● Objective: Only the lines from the line containing "Mark the granite" to the end of the entries should be repeated, exactly as they appear.

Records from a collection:
::::::

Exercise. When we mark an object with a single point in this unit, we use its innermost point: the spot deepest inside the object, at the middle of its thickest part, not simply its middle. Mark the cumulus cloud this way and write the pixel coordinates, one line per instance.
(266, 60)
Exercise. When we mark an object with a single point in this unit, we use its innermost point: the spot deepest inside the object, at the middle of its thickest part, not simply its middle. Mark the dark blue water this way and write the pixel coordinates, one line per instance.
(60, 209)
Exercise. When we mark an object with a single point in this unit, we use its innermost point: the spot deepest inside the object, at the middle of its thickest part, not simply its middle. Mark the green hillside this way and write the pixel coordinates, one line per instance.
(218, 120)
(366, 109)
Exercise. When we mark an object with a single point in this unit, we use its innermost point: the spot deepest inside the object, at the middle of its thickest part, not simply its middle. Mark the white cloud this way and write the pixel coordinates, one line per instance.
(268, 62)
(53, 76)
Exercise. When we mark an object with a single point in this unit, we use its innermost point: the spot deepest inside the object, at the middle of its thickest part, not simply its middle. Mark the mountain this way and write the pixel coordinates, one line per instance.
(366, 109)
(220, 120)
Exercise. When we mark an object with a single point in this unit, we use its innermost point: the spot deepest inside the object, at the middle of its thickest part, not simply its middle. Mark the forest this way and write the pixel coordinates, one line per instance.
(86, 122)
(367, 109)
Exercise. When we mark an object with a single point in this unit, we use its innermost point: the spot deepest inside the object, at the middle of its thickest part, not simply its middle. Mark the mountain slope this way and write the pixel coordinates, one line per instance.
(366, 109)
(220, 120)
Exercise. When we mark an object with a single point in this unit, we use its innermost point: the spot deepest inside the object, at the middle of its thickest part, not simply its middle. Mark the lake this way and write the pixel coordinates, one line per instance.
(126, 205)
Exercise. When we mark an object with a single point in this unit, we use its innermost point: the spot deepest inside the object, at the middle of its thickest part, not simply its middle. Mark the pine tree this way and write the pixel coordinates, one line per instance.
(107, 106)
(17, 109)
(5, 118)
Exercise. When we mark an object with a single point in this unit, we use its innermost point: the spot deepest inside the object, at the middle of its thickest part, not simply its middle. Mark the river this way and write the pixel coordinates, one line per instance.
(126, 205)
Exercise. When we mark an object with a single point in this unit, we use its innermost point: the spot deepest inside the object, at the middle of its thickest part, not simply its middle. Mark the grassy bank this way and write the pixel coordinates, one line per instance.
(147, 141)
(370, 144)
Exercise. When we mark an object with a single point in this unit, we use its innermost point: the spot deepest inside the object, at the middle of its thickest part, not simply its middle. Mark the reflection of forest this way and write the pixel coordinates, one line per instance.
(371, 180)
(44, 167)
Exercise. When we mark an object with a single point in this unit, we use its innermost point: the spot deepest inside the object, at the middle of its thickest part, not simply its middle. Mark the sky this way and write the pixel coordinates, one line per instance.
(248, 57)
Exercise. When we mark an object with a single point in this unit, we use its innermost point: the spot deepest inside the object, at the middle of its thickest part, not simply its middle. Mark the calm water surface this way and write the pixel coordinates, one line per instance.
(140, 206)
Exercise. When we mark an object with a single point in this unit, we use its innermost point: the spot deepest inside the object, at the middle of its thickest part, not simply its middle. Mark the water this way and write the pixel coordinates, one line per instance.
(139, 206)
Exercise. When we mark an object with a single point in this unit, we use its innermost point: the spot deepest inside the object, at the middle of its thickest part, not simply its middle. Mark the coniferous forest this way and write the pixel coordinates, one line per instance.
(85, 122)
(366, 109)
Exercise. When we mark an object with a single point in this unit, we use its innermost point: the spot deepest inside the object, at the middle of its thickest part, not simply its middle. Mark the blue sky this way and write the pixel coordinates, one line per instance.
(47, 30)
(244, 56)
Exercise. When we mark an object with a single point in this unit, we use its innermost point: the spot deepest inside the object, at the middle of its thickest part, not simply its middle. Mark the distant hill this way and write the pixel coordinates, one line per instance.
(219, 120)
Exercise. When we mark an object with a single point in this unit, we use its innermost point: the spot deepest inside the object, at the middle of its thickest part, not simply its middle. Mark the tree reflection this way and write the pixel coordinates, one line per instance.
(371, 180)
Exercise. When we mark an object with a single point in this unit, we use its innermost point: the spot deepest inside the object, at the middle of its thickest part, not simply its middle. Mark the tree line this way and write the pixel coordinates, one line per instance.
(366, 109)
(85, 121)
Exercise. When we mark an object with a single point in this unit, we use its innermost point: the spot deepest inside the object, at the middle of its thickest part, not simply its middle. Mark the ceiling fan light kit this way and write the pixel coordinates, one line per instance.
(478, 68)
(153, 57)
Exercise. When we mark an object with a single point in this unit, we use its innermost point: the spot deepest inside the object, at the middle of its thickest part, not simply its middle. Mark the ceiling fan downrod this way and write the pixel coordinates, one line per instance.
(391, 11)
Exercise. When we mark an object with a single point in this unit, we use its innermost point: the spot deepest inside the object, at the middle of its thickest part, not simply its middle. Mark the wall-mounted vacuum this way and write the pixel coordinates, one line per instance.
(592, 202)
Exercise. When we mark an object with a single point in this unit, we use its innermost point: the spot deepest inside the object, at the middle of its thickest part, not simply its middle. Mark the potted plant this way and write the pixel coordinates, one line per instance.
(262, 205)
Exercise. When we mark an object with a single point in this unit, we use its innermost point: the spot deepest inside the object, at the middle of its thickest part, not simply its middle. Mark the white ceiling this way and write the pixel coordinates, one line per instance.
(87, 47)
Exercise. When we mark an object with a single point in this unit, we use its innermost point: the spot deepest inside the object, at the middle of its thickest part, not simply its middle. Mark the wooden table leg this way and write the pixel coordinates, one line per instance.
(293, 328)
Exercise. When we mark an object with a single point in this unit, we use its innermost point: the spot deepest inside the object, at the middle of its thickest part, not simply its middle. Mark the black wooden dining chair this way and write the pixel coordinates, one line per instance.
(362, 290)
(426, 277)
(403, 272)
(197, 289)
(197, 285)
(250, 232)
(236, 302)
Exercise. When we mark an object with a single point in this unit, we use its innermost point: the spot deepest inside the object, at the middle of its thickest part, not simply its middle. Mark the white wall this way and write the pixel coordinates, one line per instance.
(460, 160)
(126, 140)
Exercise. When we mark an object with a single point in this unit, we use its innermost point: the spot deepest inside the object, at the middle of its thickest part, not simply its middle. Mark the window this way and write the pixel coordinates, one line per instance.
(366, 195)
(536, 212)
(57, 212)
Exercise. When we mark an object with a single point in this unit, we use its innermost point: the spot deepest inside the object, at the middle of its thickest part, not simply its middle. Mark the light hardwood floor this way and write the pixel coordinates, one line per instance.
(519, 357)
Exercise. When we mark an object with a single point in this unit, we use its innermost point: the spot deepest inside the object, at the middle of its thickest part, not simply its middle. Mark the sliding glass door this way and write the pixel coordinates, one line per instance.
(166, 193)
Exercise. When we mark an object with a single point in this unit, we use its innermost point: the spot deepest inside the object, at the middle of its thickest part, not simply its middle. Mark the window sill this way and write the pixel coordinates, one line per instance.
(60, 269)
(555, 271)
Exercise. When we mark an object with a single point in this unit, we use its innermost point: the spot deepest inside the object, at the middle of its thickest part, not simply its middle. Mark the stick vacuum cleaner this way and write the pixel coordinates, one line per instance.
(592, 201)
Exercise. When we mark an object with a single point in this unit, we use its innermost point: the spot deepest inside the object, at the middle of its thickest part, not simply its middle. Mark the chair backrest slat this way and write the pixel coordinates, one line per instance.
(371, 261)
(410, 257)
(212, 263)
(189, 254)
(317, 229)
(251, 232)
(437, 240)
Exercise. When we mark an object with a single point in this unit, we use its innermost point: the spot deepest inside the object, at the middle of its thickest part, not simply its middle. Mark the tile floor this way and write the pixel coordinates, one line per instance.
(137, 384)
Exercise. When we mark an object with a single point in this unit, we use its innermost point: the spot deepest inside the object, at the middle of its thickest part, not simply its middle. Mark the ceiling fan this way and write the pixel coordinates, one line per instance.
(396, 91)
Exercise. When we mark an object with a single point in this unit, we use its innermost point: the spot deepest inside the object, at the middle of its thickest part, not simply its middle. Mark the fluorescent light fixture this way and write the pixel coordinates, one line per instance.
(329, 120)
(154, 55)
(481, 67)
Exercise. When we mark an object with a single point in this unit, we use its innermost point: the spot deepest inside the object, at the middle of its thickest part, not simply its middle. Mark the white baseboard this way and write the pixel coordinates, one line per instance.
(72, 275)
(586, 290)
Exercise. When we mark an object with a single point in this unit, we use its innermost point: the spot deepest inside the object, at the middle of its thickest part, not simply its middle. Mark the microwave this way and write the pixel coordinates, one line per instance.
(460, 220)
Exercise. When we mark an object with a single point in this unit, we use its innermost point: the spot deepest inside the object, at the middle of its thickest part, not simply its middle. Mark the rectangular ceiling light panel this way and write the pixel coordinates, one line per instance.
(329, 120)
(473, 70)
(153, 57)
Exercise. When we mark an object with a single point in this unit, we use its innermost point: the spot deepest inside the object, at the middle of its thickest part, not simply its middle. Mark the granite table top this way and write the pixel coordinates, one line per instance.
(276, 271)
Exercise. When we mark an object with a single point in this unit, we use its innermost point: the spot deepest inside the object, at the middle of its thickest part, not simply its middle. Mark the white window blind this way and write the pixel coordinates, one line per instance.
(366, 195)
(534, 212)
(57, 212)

::::::

● The reply:
Exercise. When we mark an object with a single point in this unit, we use its innermost point: the spot deepest inside the object, at the middle of its thickest part, not simply its middle. Mark the granite table top this way and write the pixel coordinates, one line per instance.
(276, 271)
Exercise. When we mark an object with a single point in this unit, we use its innermost point: the spot deepest inside the object, at the middle of its thickest part, not simply its middle. Mark the white window blind this way and write the pixel coordinates, one line per instance.
(366, 195)
(534, 212)
(57, 212)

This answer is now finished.